SELECTED TEXT Block Start

SIRA fines in Dubai typically range from AED 5,000 to over AED 100,000 depending on the violation. Minor issues like an expired guard card start around AED 5,000, unregistered staff can cost AED 15,000, and operating without a valid SIRA licence risks suspension, licence revocation, and fines exceeding AED 100,000.
Every year, Dubai businesses lose tens of thousands of dirhams to SIRA violations they didn't know existed. An expired guard card, a missing insurance certificate, or an unregistered team member can trigger fines fast, and repeat offences make the bill worse. This guide breaks down the full list of SIRA fines and violations in Dubai, explains how enforcement actually works, and shows you how to stay compliant before an inspection catches you off guard.

SELECTED TEXT Block End
DATA UNDER STUDY Block Start

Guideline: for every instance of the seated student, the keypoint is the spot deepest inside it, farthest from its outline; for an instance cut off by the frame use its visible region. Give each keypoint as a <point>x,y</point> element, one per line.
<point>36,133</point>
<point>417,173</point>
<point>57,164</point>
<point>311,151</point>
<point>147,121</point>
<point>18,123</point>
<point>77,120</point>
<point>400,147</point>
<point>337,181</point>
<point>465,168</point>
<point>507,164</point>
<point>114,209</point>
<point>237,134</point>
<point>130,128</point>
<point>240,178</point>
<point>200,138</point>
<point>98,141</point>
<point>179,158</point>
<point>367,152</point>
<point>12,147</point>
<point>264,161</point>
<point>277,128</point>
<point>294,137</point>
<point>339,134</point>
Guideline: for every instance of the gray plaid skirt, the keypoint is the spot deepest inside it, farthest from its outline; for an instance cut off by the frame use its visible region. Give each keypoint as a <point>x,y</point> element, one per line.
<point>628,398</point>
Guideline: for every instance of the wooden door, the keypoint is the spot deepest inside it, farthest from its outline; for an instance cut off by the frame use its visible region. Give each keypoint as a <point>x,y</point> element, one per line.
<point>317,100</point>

DATA UNDER STUDY Block End
DATA UNDER STUDY Block Start

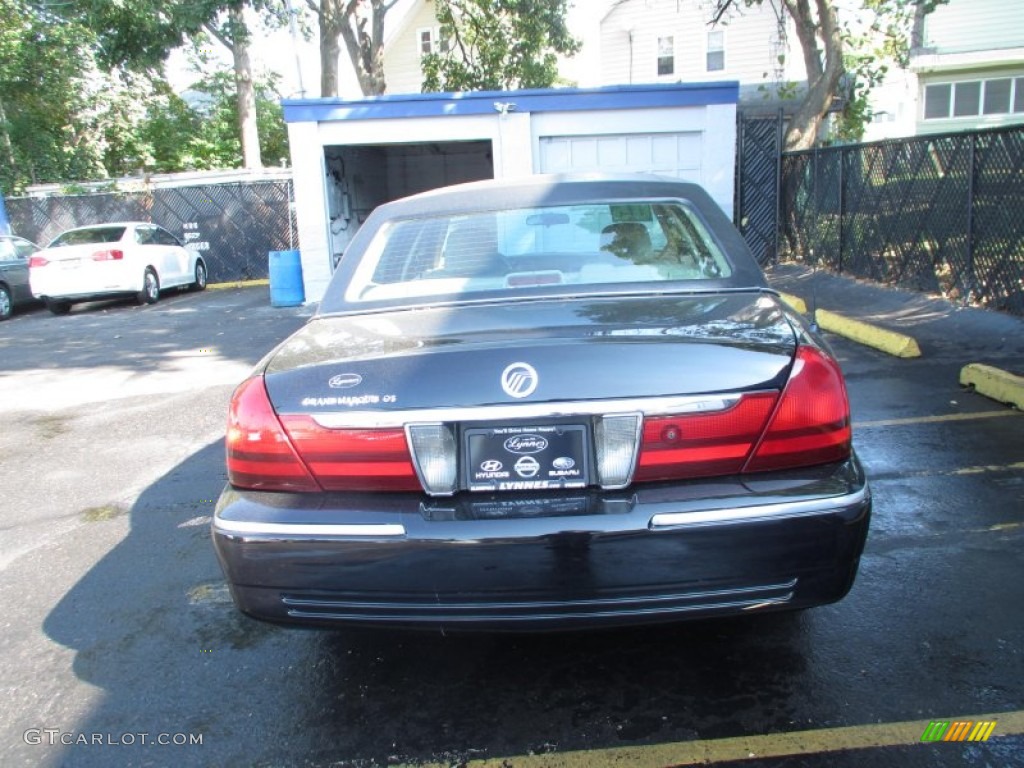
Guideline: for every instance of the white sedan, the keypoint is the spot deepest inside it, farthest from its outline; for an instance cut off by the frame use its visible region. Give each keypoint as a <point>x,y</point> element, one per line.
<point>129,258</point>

DATA UNDER STUDY Block End
DATA UNDER STUDY Block Start

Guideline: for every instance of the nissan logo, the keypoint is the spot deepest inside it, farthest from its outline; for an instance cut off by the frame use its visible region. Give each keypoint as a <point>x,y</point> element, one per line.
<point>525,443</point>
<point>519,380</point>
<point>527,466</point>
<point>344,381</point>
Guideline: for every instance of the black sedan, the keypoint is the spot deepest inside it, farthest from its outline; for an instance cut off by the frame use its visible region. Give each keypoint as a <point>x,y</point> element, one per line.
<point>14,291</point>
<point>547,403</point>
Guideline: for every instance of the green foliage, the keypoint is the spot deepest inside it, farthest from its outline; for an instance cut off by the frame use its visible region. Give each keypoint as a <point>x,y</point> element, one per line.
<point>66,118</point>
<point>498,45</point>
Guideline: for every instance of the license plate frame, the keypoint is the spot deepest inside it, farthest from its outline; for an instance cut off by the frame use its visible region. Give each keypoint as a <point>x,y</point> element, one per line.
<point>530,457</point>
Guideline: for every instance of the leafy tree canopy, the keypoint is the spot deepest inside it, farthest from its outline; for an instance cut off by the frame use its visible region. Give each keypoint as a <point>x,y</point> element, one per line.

DATA UNDER STUDY Block End

-- TASK DESCRIPTION --
Write out the SIRA fines text word for word, starting with "SIRA fines in" and going on through "you off guard.".

-- SOLUTION TO THE EXERCISE --
SIRA fines in Dubai typically range from AED 5,000 to over AED 100,000 depending on the violation. Minor issues like an expired guard card start around AED 5,000, unregistered staff can cost AED 15,000, and operating without a valid SIRA licence risks suspension, licence revocation, and fines exceeding AED 100,000.
Every year, Dubai businesses lose tens of thousands of dirhams to SIRA violations they didn't know existed. An expired guard card, a missing insurance certificate, or an unregistered team member can trigger fines fast, and repeat offences make the bill worse. This guide breaks down the full list of SIRA fines and violations in Dubai, explains how enforcement actually works, and shows you how to stay compliant before an inspection catches you off guard.